Page:

━━━━━━

[gpfsug-discuss] GPFS v5: Blocksizes and subblocks
Tomer Perry
TOMP at il.ibm.com
Wed Mar 27 16:19:40 GMT 2019
Hi,
Not sure how will it work over the mailing list...
Since its a popular question, I've prepared a slide explaining all of that
- ( pasted/attached below, but I'll try to explain in text as well...).
On the right we can see the various "layers":
- OS disks ( what looks to the OS/GPFS as a physical disk) - its
properties are size, media, device name etc. ( we actually won't know what
media means, but we don't really care)
- NSD: When introduced to GPFS, so later on we can use it for "something".
Two interesting properties at this stage: name and through which servers
we can get to it...
- FS disk: When NSD is being added to a filesystem, then we start caring
about stuff like type ( data, metadata, data+metadata, desconly etc.), to
what pool we add the disk, what failure groups etc.
That's true on a per filesystem basis. With the exception that nsd name
must be unique across the cluster. All the rest is in a filesystem
context. So:
- Each filesystem will have its own "system pool" which will store that
filesystem metadata ( can also store data - which of course belong to that
filesystem..not others...not the cluster)
- Pool exist just because several filesystem disks were told that they
belong to that pool ( and hopefully there is some policy that brings data
to that pool). And since filesystem disks, exist only in the context of
their filesystem - a pool exist inside a single filesystem only ( other
filesystems might have their own pools of course).
Regards,
Tomer Perry
Scalable I/O Development (Spectrum Scale)
email: tomp at il.ibm.com
1 Azrieli Center, Tel Aviv 67021, Israel
Global Tel: +1 720 3422758
Israel Tel: +972 3 9188625
Mobile: +972 52 2554625
From: Stephen Ulmer <ulmer at ulmer.org>
To: gpfsug main discussion list <gpfsug-discuss at spectrumscale.org>
Date: 27/03/2019 17:53
Subject: Re: [gpfsug-discuss] GPFS v5: Blocksizes and subblocks
Sent by: gpfsug-discuss-bounces at spectrumscale.org
Hmmm? I was going to ask what structures are actually shared by "two"
pools that are in different file systems, and you provided the answer
before I asked.
So all disks which are labelled with a particular storage pool name share
some metadata: pool id, the name, possibly other items. I was confused
because the NSD is labelled with the pool when it?s added to the file
system ? not when it?s created. So I thought that the pool was a property
of a disk+fs, not the NSD itself.

━━━━━━

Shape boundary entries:
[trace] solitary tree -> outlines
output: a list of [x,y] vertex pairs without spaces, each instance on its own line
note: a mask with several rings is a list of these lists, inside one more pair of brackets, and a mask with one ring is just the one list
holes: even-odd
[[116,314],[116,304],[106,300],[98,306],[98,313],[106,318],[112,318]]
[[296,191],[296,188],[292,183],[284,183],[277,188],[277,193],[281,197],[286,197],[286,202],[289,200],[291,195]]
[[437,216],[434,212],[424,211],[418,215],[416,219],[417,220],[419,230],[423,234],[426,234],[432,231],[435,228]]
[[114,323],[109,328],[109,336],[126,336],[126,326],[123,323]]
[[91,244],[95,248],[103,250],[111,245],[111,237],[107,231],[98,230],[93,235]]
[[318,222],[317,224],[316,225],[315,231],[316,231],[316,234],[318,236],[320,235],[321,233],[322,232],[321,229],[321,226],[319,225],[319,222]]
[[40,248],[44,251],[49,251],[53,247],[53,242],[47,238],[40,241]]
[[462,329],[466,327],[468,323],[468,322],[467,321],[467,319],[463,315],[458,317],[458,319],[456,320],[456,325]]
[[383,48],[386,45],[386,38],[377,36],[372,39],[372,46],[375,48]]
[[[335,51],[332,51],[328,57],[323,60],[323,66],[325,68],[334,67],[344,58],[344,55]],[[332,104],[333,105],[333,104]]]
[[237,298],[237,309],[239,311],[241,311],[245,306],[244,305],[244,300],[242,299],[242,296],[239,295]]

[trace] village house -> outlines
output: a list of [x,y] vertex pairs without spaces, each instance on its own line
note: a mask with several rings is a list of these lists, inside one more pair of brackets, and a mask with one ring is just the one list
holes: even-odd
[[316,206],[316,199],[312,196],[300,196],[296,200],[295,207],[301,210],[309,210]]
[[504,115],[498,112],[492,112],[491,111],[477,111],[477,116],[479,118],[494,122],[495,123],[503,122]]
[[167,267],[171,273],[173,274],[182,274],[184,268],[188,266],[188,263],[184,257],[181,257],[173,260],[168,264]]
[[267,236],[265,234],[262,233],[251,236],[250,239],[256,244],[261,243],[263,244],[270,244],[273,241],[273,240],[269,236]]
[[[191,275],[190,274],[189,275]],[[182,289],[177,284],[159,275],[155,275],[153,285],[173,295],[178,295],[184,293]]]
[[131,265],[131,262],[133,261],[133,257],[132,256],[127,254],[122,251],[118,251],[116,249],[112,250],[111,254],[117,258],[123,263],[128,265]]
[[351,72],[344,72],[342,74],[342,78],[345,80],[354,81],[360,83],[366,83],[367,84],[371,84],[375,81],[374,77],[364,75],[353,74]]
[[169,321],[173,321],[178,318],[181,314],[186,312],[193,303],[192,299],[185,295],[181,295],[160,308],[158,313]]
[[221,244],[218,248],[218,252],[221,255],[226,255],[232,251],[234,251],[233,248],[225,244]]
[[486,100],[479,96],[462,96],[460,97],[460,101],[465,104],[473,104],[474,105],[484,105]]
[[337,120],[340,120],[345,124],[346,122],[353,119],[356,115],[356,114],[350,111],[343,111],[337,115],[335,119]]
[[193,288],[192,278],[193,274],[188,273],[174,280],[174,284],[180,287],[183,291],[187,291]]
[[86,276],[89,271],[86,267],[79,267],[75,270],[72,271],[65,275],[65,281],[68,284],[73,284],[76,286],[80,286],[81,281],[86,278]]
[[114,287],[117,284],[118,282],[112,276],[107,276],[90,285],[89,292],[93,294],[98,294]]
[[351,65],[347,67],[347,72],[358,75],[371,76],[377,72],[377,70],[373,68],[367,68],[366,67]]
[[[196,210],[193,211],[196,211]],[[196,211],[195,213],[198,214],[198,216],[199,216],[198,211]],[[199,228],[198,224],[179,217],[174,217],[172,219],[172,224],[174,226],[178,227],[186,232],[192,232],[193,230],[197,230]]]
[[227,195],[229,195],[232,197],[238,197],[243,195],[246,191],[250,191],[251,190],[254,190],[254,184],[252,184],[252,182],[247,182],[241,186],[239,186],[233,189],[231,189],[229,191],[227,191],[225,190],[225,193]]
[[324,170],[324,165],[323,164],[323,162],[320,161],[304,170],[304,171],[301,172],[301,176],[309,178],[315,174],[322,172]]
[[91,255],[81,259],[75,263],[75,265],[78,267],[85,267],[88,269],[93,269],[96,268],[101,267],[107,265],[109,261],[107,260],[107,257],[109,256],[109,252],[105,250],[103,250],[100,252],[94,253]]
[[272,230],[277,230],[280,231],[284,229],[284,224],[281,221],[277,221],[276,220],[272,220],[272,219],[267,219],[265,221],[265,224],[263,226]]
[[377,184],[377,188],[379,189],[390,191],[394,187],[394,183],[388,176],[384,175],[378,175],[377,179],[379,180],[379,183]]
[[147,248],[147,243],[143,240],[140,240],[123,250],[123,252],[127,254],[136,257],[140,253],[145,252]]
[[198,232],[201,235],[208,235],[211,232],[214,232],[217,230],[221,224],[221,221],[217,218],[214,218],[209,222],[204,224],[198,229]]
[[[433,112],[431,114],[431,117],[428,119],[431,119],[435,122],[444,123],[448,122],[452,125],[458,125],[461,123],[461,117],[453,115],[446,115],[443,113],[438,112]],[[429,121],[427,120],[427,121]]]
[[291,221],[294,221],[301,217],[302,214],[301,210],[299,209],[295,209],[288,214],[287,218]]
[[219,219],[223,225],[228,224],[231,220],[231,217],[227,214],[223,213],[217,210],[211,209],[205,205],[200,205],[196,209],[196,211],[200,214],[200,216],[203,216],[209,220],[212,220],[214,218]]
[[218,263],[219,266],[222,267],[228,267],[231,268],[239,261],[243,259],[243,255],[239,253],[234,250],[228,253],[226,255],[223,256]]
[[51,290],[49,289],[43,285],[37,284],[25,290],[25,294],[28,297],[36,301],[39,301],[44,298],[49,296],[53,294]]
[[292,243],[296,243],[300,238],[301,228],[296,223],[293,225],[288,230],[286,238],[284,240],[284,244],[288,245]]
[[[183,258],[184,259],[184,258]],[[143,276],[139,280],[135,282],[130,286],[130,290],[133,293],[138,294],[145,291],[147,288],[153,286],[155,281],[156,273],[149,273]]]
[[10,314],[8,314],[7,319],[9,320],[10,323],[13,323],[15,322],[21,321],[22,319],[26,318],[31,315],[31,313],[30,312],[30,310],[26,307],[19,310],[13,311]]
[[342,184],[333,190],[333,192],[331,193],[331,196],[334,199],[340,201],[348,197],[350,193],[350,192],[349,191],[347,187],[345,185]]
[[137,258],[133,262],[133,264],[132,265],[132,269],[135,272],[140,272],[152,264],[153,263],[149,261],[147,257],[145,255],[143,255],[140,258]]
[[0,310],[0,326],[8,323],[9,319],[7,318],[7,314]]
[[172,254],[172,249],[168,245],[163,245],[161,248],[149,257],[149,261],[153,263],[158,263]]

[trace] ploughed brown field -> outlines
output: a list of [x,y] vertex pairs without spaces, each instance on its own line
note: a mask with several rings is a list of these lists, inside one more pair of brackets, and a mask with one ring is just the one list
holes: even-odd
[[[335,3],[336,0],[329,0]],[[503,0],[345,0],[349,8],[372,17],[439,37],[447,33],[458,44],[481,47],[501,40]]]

━━━━━━

Short problem: Copy word for word the part of the GPFS mailing-list post that starts at "- NSD: When" and ends at "failure groups etc.".

The completed task:
- NSD: When introduced to GPFS, so later on we can use it for "something".
Two interesting properties at this stage: name and through which servers
we can get to it...
- FS disk: When NSD is being added to a filesystem, then we start caring
about stuff like type ( data, metadata, data+metadata, desconly etc.), to
what pool we add the disk, what failure groups etc.